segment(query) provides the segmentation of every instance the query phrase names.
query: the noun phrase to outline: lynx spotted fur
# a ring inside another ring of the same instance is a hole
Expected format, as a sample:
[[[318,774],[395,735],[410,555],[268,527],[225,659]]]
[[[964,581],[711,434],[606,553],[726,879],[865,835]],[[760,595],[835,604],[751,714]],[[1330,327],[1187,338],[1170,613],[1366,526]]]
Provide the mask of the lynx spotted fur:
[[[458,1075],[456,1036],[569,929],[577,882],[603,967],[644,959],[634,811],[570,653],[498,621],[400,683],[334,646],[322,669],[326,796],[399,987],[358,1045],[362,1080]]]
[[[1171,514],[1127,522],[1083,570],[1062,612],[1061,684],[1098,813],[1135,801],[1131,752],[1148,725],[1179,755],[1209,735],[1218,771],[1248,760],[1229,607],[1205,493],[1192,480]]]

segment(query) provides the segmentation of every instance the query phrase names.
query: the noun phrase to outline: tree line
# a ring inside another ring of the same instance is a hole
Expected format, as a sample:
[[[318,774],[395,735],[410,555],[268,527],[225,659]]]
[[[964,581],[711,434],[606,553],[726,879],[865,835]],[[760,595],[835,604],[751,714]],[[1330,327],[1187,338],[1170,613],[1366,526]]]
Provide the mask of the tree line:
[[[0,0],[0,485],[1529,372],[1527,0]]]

What you will do> Above are the records; retype them all without a single difference.

Answer area>
segment(query) provides the segmentation of every instance the query phrase names.
query: the noun phrase to outline: lynx spotted fur
# a ring inside another ring of the same instance is a hole
Expected format, as a sample:
[[[318,774],[395,735],[410,555],[268,527],[225,659]]]
[[[964,581],[711,434],[606,553],[726,879],[865,835]],[[760,595],[835,604],[751,714]],[[1330,327],[1187,338],[1170,613],[1366,526]]]
Provide the mask of the lynx spotted fur:
[[[458,1075],[456,1036],[569,929],[577,882],[603,967],[644,959],[634,811],[570,653],[498,621],[400,683],[334,646],[322,669],[326,796],[399,987],[358,1045],[362,1080]]]
[[[1171,514],[1127,522],[1083,570],[1062,612],[1061,684],[1098,813],[1135,801],[1131,752],[1148,725],[1179,755],[1209,735],[1218,771],[1248,760],[1229,607],[1205,493],[1192,480]]]

segment(query) provides the segmentation of every instance the query phrase names.
query: the noun phrase to outline: tree line
# a ring inside another ring of the same instance is a hole
Expected format, as a sample:
[[[318,774],[395,735],[410,555],[268,527],[225,659]]]
[[[964,581],[711,434],[606,553],[726,879],[865,835]],[[760,595],[835,604],[751,714]],[[1330,327],[1187,338],[1170,613],[1366,526]]]
Provide the mask of the tree line:
[[[0,0],[0,485],[1529,372],[1527,0]]]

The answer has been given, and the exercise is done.